▶ **Instructions to follow**: Gather every line in the records below that contains the word "window" and copy each such line in full.

▶ **Recorded data**:
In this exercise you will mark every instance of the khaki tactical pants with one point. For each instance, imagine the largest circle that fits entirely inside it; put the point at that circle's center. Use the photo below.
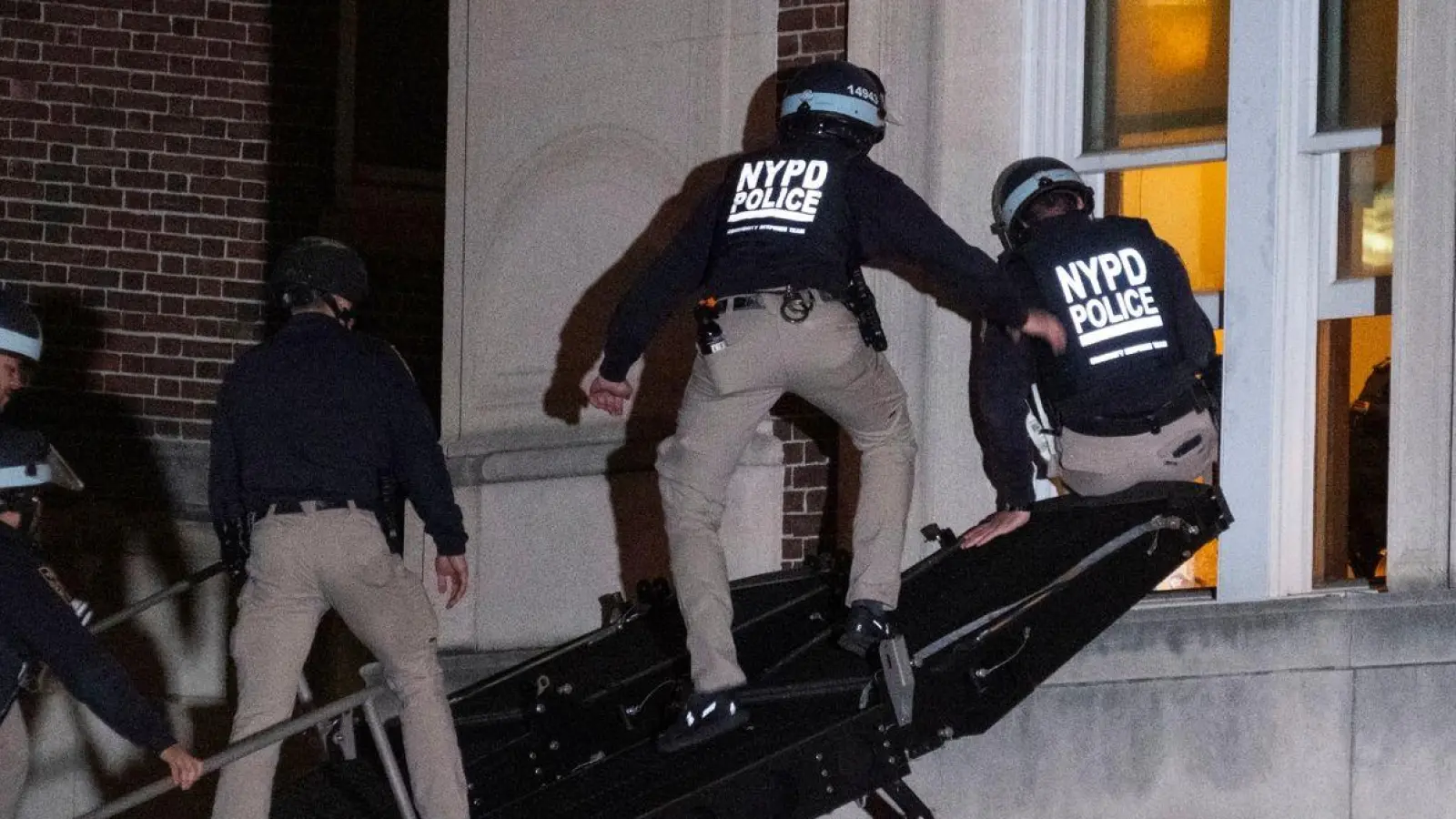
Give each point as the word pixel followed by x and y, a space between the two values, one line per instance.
pixel 1183 450
pixel 15 761
pixel 824 361
pixel 300 567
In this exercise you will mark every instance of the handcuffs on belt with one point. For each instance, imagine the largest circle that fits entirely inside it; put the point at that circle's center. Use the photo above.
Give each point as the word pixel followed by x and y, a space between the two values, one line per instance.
pixel 797 305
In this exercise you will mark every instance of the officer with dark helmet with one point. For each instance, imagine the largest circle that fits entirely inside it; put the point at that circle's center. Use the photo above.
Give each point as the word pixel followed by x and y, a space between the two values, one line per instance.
pixel 309 426
pixel 19 344
pixel 775 256
pixel 1126 399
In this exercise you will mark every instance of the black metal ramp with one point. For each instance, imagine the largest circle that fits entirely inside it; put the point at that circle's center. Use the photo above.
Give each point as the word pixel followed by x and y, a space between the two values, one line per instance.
pixel 570 733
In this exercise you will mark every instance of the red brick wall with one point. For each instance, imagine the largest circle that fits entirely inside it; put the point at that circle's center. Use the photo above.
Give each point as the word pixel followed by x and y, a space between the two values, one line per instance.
pixel 155 155
pixel 155 152
pixel 808 31
pixel 812 31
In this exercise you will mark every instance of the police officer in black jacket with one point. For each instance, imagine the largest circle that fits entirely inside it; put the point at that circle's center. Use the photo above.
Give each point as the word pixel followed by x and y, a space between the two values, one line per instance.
pixel 36 625
pixel 775 256
pixel 1126 398
pixel 309 424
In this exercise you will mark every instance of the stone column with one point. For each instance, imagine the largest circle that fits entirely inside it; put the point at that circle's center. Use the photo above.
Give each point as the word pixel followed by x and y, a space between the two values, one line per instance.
pixel 579 140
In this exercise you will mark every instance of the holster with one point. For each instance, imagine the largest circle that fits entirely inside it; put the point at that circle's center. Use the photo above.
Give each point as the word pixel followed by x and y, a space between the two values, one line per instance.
pixel 235 538
pixel 390 513
pixel 861 300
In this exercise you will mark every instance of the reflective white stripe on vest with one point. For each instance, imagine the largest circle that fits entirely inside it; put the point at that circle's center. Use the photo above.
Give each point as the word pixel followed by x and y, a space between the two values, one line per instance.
pixel 1135 325
pixel 1132 350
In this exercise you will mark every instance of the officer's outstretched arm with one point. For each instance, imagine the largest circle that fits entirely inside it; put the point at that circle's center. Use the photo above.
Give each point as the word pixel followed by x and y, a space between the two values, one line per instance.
pixel 609 395
pixel 1047 329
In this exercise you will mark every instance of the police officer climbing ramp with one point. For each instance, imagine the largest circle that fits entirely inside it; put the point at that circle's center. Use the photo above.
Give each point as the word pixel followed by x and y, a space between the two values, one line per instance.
pixel 776 189
pixel 1108 298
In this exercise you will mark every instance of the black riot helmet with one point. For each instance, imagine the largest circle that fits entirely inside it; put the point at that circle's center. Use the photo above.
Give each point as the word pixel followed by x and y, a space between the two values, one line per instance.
pixel 318 268
pixel 834 99
pixel 19 329
pixel 1024 181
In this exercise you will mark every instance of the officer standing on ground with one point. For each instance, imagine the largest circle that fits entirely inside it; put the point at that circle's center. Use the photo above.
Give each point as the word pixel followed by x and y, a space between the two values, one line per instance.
pixel 776 252
pixel 308 428
pixel 1126 395
pixel 19 344
pixel 36 625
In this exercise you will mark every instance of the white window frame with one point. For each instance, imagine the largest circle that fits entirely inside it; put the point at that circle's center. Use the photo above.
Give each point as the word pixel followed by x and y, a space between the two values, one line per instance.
pixel 1293 172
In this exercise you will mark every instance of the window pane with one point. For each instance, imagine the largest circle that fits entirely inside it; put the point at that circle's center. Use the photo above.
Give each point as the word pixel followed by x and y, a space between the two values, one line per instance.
pixel 399 84
pixel 1356 63
pixel 1366 232
pixel 1157 73
pixel 1186 205
pixel 1351 450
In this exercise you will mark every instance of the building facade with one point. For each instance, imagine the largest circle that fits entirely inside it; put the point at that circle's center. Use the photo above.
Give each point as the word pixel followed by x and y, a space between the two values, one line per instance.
pixel 1261 131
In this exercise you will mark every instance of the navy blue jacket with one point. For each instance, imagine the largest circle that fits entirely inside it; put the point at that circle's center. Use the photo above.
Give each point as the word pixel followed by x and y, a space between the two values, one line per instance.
pixel 803 215
pixel 320 413
pixel 36 625
pixel 1104 372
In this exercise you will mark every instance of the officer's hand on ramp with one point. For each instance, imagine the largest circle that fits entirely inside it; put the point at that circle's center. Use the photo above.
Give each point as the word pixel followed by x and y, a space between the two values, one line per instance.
pixel 1047 329
pixel 451 577
pixel 612 395
pixel 995 526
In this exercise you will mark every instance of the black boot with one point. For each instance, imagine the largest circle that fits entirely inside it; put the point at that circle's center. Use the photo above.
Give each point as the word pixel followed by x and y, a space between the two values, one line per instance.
pixel 703 719
pixel 868 622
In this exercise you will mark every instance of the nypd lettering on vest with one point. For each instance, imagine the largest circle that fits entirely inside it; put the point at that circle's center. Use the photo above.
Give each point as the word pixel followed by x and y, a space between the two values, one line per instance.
pixel 776 194
pixel 1107 296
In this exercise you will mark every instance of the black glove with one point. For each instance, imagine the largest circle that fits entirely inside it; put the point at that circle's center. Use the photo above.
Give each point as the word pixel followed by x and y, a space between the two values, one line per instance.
pixel 233 537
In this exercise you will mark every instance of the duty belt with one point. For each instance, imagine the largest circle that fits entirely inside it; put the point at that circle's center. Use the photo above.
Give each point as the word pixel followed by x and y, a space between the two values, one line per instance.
pixel 759 300
pixel 300 506
pixel 1152 421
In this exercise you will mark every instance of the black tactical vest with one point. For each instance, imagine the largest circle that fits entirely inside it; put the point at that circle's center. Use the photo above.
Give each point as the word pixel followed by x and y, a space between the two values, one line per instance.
pixel 1108 281
pixel 784 220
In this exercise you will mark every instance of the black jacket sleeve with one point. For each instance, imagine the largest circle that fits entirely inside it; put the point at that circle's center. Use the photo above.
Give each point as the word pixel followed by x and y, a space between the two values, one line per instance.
pixel 415 455
pixel 662 288
pixel 1194 329
pixel 895 222
pixel 1002 375
pixel 40 625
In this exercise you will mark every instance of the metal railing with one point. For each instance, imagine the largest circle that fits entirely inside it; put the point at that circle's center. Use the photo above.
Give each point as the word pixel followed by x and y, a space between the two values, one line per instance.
pixel 319 717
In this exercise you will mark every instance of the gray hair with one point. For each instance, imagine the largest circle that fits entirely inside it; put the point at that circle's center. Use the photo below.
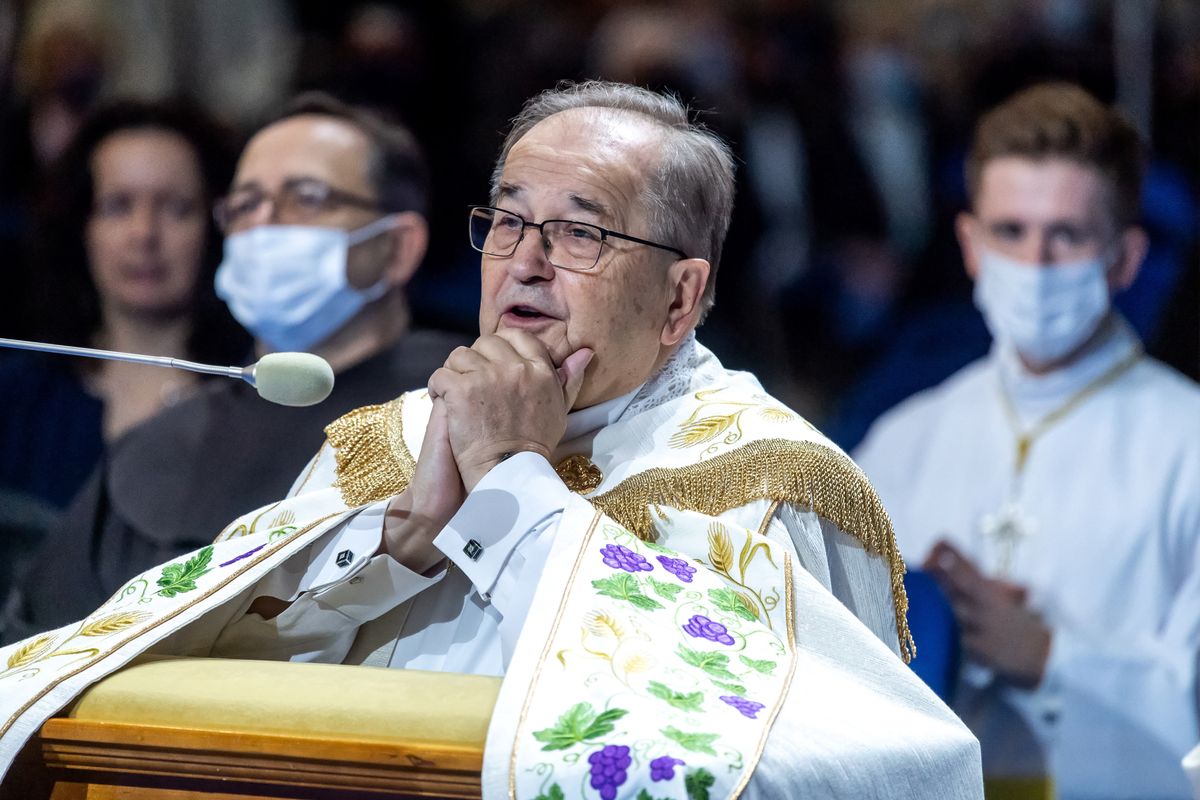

▶ **Complete response**:
In this exercise you will mark every instance of the white window frame with one point. For each instance, imagine the largest circle that fits entirely inside it; put the point at that circle's center. Use the photo above.
In this exercise you will mark every instance of the window pane with one point. For each instance, imagine the largest circle that fits entirely inside it; put the point at that circle's center. Use the photo above.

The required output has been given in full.